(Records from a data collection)
++++++
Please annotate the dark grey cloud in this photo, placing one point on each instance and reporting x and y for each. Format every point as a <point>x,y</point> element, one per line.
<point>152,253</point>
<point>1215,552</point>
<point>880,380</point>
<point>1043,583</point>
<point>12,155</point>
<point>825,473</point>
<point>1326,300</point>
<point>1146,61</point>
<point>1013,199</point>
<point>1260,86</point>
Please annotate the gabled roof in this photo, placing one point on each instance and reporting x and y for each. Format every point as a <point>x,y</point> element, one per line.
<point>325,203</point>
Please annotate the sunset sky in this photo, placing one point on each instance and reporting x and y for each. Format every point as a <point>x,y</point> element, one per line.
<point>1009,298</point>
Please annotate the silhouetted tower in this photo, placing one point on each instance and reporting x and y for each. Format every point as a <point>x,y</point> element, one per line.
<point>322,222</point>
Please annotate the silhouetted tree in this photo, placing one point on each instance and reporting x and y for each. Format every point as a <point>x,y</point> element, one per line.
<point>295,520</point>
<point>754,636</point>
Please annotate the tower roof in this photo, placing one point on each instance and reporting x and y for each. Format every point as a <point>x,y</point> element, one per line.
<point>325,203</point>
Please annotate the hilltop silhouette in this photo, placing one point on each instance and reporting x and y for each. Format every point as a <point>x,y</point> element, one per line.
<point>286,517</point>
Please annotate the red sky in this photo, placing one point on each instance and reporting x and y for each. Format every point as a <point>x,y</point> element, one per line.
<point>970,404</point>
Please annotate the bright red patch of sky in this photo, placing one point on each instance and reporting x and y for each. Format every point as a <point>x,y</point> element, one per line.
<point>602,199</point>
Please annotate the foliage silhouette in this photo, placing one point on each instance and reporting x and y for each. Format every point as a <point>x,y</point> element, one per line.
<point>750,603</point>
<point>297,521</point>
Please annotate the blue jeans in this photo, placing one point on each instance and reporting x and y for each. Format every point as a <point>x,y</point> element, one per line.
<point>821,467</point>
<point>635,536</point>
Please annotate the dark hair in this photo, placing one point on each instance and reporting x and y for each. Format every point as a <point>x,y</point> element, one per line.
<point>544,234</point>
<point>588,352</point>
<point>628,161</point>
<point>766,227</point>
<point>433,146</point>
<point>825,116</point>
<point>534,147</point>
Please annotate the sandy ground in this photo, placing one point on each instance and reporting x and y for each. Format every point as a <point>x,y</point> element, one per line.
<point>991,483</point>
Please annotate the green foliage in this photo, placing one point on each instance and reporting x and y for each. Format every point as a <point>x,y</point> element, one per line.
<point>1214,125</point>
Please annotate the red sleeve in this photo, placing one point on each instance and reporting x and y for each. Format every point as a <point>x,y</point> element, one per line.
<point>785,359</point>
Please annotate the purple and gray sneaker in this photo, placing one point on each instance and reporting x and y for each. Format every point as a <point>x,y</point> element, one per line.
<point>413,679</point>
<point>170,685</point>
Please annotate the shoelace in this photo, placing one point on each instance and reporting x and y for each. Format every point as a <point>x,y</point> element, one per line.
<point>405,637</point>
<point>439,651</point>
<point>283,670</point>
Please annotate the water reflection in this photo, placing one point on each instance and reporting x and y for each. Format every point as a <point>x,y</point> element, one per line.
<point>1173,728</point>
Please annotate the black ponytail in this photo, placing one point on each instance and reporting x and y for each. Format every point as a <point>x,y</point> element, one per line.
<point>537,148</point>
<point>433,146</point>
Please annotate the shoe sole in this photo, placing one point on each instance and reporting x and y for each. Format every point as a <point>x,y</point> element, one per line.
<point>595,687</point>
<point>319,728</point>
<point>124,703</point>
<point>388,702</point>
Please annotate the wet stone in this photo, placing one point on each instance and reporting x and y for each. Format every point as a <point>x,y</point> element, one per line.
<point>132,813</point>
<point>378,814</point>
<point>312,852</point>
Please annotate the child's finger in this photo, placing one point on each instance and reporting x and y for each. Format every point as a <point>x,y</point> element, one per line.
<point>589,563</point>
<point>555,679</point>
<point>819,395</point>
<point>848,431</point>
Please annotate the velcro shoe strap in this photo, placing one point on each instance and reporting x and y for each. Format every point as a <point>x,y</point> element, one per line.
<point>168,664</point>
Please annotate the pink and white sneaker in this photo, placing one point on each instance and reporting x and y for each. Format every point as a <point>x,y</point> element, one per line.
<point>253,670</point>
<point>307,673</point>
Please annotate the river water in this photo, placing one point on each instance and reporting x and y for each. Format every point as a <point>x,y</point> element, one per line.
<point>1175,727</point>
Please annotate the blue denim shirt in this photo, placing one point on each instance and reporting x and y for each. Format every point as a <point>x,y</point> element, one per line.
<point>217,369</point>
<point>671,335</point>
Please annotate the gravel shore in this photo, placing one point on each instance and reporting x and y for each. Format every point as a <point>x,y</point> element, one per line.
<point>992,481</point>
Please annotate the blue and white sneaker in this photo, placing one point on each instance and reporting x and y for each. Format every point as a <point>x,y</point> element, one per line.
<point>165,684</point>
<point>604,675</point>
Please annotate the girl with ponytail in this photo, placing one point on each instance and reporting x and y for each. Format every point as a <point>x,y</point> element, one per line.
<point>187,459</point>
++++++
Goal: Reproduce the part of the material that opens with the line containing "Please annotate the wet" and runs through the end of the material, swapping "sneaker" for "trainer" and leaving everything else unchanged.

Exercise response:
Please annotate the wet stone in this photo, placing one point on each instance and reporting x and y for each. Format every point as a <point>x,y</point> element, one per line.
<point>132,813</point>
<point>378,814</point>
<point>312,852</point>
Please annotate the child's finger in this photo, placing one point on each instance and reporting x and y for each. Format every point as a <point>x,y</point> element, one per line.
<point>589,563</point>
<point>555,679</point>
<point>819,395</point>
<point>848,431</point>
Please annotate the velcro shoe strap in this photo, placing one point on each instance and reporting x and y for each. Format every point as a <point>x,y</point> element, one per line.
<point>168,664</point>
Please annotate the pink and white trainer in this photo, placing one point on each instance and reporting x and y for each. Format every point as a <point>x,y</point> element, one per line.
<point>253,670</point>
<point>307,673</point>
Please annotate the river water in this photo, placing one point on each instance and reporting x and y for each. Format every point as a <point>x,y</point> element, one per line.
<point>1175,727</point>
Please annotate the blue denim shirt in this photo, placing one point on each instance and reporting x and y for each. Format every point as a <point>x,y</point> element, one per line.
<point>217,369</point>
<point>671,335</point>
Please annotate the gravel shore in this photo, placing one point on each instance and reporting x and y for each. Format every point as a <point>x,y</point> element, one per line.
<point>992,481</point>
Please annotate the blue and white trainer in this photo, placing one point on each instance and reporting x and y for each. Format every point as a <point>x,y</point> element, one per line.
<point>165,684</point>
<point>604,675</point>
Please annotate the girl with ponytail in this photo, placing one point on each instance and reporting x and y for each. Format every point as a <point>x,y</point> element, one per line.
<point>187,459</point>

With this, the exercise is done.